Recommended by Doug DeVita

  • Barcelona
    24 Jun. 2021
    Oh, I love this play. Mostly because I love Skye, the thoroughly winning protagonist, perfectly and hilariously conceived and written. Driving the delightfully daffy plot forward, she is well matched by her antagonist (Dr. Lionbreath) and her accomplice, the ever patient, hapless but always supportive Milton. This is just so much fun, and damn, now I want to know just what the fudge happened in Barcelona.
  • One is the Road
    24 Jun. 2021
    An excellent example of a stream of consciousness monologue that is cogent, forceful, beautifully written, and unforgettable. What an opportunity for an actor to use these words to take us along with them on this realistic, engaging, and ultimately heartbreaking road trip.
  • The United Plays of America - Nevada - The Loneliest Road in America
    24 Jun. 2021
    A delightful ten minutes that asks big, deep, life changing questions and answers them with ridiculously charming theories, sort of like a distaff “Big Bang…” but less abrasive and brainy, more heartfelt and touching. And funny. Very, very funny.
  • A Man with Nothing to Lose
    23 Jun. 2021
    Purists beware: this is not the “Persuasion” of Jane Austen, bearing little more than a passing resemblance to her early 19th century classic of love lost through ill-advised exhortation. What it is, however, is a fascinating, updated rethinking of the story, set in a dystopian future where the mores are similar – if grungier – but the stakes are much higher than who’s going to be invited to a card game in Lady Dalrymple’s drawing room. An edgy, dark, and risk-taking work that stands on its own two less-than-silk-slipper-shod feet, and one I would love to see staged.
  • Seaside Tragedies
    23 Jun. 2021
    There’s something about a seaside setting that invites a pervasive air of unrest and melancholy, and in this cinematically structured piece from Scott Sickles, the setting merges beautifully with his somewhat uneasy (this time) romanticism; the effect (at least in this early draft) is akin to being in a perpetually dream-like state, mesmerized by the waves rolling in and out. One of Sickles’ more introspective works, he takes great risks with time and place, shifting perspectives incessantly and relentlessly; I can’t wait to see how he develops this, as it is already pretty heady stuff.

- **Check your understanding**:
**1)** For each statement about the play recommendations, answer yes or no and quote the words of the text that decide it. (a) The "Barcelona" entry names Milton as Skye's antagonist. (b) "A Man with Nothing to Lose" is set in a dystopian future. (c) "Seaside Tragedies" is by Scott Sickles.
**2)** Please answer these questions from the play recommendations, one to a line:
(a) On what date was "Seaside Tragedies" recommended?
(b) Which state is named in the title of the entry from "The United Plays of America"?
(c) What kind of monologue is "One is the Road" called?
**3)** Extend the play recommendations past their last sentence.
The records come from a different source than the play recommendations.

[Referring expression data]

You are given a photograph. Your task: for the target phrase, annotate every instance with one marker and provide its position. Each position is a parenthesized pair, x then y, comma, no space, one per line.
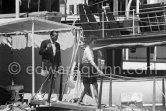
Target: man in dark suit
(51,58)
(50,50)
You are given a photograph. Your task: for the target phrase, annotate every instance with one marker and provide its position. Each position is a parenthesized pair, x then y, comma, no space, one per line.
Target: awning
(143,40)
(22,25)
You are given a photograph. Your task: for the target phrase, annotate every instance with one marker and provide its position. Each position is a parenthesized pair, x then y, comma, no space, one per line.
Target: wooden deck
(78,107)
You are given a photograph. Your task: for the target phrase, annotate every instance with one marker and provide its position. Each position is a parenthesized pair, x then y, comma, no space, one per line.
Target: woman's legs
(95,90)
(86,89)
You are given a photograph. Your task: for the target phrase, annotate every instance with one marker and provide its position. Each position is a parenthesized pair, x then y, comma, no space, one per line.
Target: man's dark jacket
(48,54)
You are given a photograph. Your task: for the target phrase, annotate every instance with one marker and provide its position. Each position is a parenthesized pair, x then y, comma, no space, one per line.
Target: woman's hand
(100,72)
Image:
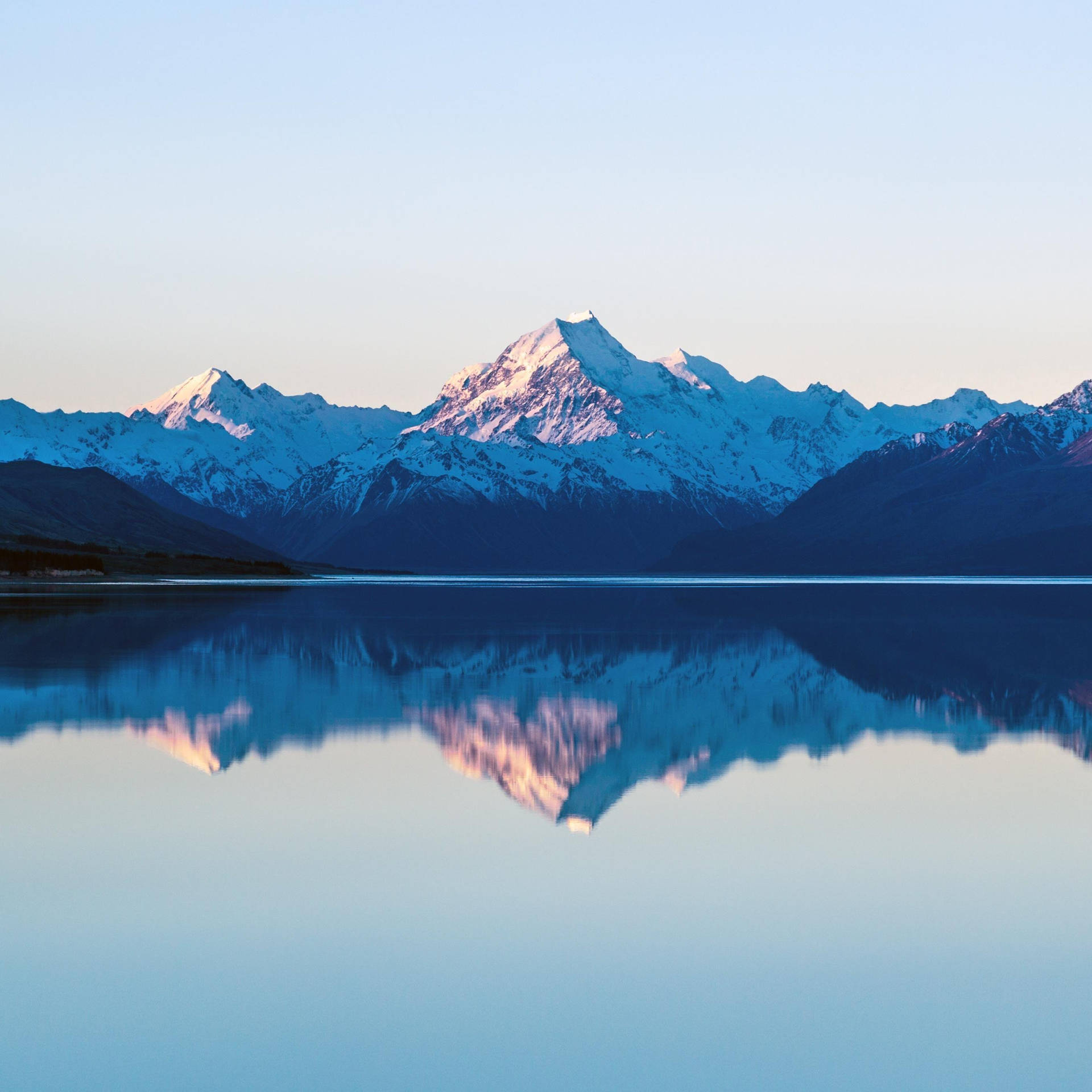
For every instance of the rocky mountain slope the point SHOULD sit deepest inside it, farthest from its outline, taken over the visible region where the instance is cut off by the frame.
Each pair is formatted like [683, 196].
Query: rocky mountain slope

- **Task-by-task results**:
**1)**
(a) No: "her antagonist (Dr. Lionbreath)"
(b) Yes: "set in a dystopian future"
(c) Yes: "in this cinematically structured piece from Scott Sickles"

**2)**
(a) 23 Jun. 2021
(b) Nevada
(c) A stream of consciousness monologue

**3)**
  • Road Trip
    20 Jun. 2021
    With archly absurd language and situations, Jan Probst keeps ratcheting up the hilarity while at the same time never losing sight of the troubled relationship at the center of this very funny, yet ultimately touching little gem. Go Mary!!!
  • FOR LOVE OR MONEY (from the MAD FOR MYSTERY Collection)
    20 Jun. 2021
    I listened to the audio version of this play: what a hoot! Lermond’s sure sense of murder mystery plotting and characters makes for a nice, tight, and entertaining script, and to have the luxury of listening to it performed in its wonderfully mounted radio production was an absolute treat.
  • Two Yards of Satan
    20 Jun. 2021
    “Seems like a clunky interjection of social consciousness on the part of the playwright in an otherwise pointless play, but if that’s how she wants to use this platform, ok.”

    Ok, Kelly, you owe me a new keyboard for that one.

    In a play that gets funnier and funnier with every absurd line and situation, when McBurnette-Andronicos crosses over into navel-gazing meta-theatricality and then tops it with the aforementioned line, she goes from the ridiculously funny to the sublime. And she makes you think, at the very least about proofreading anything and everything before you click “send.”
  • Thea & Lily
    20 Jun. 2021
    I love the way Willis sparsely uses language to create mood, tension, and humor in this short play; there’s a lot packed into its 10 pages, yet nothing is overstated; it moves with the swiftness of an unexpected sock to the jaw.
  • Places
    18 Jun. 2021
    Right before my head exploded, my neck was starting to hurt from the constantly surprising plot twisting Martineu employs in this brilliantly meta short play. Read it, savor it, order a neck brace, and produce it.